(Records excerpted from a collection)
● ● ● ●
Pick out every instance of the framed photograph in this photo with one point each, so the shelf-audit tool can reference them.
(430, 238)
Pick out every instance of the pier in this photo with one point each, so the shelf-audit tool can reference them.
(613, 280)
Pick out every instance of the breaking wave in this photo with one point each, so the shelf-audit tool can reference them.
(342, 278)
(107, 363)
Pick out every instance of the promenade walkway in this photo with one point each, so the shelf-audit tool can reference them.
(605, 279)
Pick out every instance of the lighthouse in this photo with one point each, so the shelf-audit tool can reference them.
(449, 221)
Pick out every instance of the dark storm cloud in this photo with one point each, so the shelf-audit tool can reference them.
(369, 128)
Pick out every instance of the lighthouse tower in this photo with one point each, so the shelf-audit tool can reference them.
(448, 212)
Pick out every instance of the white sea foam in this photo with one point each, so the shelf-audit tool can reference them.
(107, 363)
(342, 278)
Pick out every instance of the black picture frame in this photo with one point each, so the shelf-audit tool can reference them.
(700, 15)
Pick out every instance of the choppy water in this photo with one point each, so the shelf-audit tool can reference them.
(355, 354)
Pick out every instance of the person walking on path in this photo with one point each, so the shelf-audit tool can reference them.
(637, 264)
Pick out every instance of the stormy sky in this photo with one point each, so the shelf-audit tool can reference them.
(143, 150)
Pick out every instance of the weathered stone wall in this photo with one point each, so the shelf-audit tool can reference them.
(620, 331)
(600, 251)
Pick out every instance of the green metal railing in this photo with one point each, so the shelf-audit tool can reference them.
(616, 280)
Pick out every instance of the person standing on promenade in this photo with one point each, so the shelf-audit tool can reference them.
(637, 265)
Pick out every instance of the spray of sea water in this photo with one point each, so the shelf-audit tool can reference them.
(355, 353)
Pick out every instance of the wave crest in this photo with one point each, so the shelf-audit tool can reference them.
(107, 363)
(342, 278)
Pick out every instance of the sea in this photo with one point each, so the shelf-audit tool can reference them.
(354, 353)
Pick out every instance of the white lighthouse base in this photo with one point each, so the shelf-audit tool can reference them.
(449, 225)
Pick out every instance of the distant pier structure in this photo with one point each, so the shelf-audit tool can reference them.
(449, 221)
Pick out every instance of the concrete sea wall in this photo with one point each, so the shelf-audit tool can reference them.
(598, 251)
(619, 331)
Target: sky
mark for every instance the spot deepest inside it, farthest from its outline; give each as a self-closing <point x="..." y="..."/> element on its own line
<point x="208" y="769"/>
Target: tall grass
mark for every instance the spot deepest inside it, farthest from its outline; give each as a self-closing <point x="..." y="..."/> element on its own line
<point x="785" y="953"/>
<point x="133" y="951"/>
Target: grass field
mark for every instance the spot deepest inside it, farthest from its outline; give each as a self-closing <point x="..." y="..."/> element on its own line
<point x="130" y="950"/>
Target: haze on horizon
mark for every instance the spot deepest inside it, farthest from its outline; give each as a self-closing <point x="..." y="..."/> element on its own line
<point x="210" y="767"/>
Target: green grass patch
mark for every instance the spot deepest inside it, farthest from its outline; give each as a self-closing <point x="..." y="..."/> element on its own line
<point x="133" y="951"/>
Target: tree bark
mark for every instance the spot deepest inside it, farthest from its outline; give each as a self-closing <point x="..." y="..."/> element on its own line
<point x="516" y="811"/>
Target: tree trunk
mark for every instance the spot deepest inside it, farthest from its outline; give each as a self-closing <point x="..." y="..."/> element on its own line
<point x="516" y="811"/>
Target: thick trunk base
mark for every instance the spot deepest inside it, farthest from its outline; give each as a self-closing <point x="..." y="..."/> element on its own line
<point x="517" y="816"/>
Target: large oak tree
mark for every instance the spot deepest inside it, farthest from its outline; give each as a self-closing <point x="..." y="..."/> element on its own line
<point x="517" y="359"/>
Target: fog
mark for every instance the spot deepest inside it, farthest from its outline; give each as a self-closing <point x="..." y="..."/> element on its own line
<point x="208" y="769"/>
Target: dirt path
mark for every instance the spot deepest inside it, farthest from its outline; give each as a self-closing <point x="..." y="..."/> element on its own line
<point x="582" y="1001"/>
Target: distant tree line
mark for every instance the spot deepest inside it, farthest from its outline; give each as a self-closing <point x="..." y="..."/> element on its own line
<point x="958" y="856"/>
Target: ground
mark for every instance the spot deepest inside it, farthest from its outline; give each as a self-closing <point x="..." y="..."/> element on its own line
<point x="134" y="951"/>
● ● ● ●
■ DIRECTIONS FOR THIS TASK ■
None of the records may be omitted or altered when they are given again.

■ RESULT ■
Pick out every instance of the framed photograph in this photo with one point each, so the shelf-audit tool can reference them.
(430, 238)
Pick out every instance of the pier in this photo with one point each, so the shelf-audit tool can reference them.
(613, 280)
Pick out every instance of the breaking wave in this photo with one point each, so the shelf-audit tool can reference them.
(342, 278)
(107, 363)
Pick out every instance of the promenade walkway in this photo with one point each, so the shelf-audit tool can reference them.
(605, 279)
Pick out every instance of the lighthouse in this photo with one point each, so the shelf-audit tool can reference them.
(449, 221)
Pick out every instance of the dark storm cloud in this photo with one point each, so the shelf-audit tool can reference them.
(369, 128)
Pick out every instance of the lighthouse tower in this photo with one point each, so the shelf-audit tool can reference them.
(448, 212)
Pick out every instance of the white sea foam in this photo with one point each, so the shelf-audit tool can reference them.
(107, 363)
(342, 278)
Pick out every instance of the black picture frame in this photo with one point each, so the shelf-audit tool can reference them.
(700, 15)
Pick out every instance of the choppy water in this photo with one point each, so the shelf-audit tool can reference them.
(355, 354)
Pick out every instance of the person walking on path in this photo with one point each, so the shelf-audit tool can reference them.
(637, 264)
Pick out every instance of the stormy sky in this photo with one point each, so the shelf-audit tool can reference them.
(143, 150)
Pick out every instance of the weathered stone wall in this photo with one point each, so the shelf-audit tool can reference them.
(620, 331)
(600, 251)
Pick out every instance of the green metal railing in this photo with one point each, so the shelf-audit tool can reference them.
(616, 280)
Pick out every instance of the person standing on promenade in this photo with one point each, so the shelf-audit tool can reference them.
(637, 265)
Pick out every instance of the spray of sea water in this photo with one point each, so the shelf-audit tool can reference them.
(355, 353)
Pick out every instance of the wave crest in this photo with one point each, so the shelf-audit tool can reference them.
(107, 363)
(342, 278)
Pick out every instance of the sea in this photo with one point each, so the shelf-audit tool can reference them.
(354, 353)
Pick out every instance of the white lighthouse base in this photo with one point each, so the shelf-audit tool can reference them.
(449, 225)
Pick out every instance of the distant pier structure in this photo with one point each, so the shelf-audit tool can reference them.
(449, 221)
Pick out every instance of the concrete sea wall in this photo with one point each, so the shelf-audit tool can reference them.
(598, 251)
(619, 331)
Target: sky
mark for every instance the spot deepest inside it, farthest from its outline; give each as a self-closing <point x="..." y="..."/> element on its own line
<point x="208" y="769"/>
Target: tall grass
mark for every instance the spot deepest inside it, farthest from its outline; give each as a self-closing <point x="..." y="..."/> element on its own line
<point x="785" y="953"/>
<point x="133" y="951"/>
Target: grass field
mark for every instance the spot deepest inside it, farthest from its outline; give each as a self-closing <point x="..." y="..."/> element on its own line
<point x="130" y="950"/>
Target: haze on horizon
mark for every instance the spot deepest inside it, farthest from its outline; give each as a self-closing <point x="..." y="..."/> element on its own line
<point x="210" y="767"/>
Target: green grass patch
mark for every instance the spot deepest inside it, farthest from its outline; give each as a self-closing <point x="..." y="..."/> element on its own line
<point x="133" y="951"/>
Target: tree bark
mark for every instance the spot deepest inside it, farthest from its outline; give each as a self-closing <point x="..." y="..."/> element on its own line
<point x="516" y="811"/>
Target: tree trunk
mark for every instance the spot deepest inside it, farthest from its outline; give each as a self-closing <point x="..." y="..."/> element on its own line
<point x="516" y="811"/>
Target: thick trunk base
mark for every instance the spot deepest inside it, farthest from its outline; give each as a self-closing <point x="..." y="..."/> element on its own line
<point x="517" y="816"/>
Target: large oak tree
mark for every instance the spot deepest inside it, farthest from its outline; give each as a self-closing <point x="..." y="..."/> element on its own line
<point x="517" y="359"/>
Target: fog
mark for every instance the spot deepest inside it, farthest from its outline; give each as a self-closing <point x="..." y="..."/> element on its own line
<point x="208" y="769"/>
Target: dirt path
mark for every instance the spot deepest inside it, farthest from its outline; give each as a self-closing <point x="..." y="..."/> element on its own line
<point x="582" y="1001"/>
Target: distant tree line
mark for every instance the spot deepest inside it, farthest from its outline; give each as a self-closing <point x="..." y="..."/> element on its own line
<point x="958" y="856"/>
Target: ground
mark for every instance the spot deepest inside it, farthest from its outline; give each as a self-closing <point x="..." y="..."/> element on its own line
<point x="134" y="951"/>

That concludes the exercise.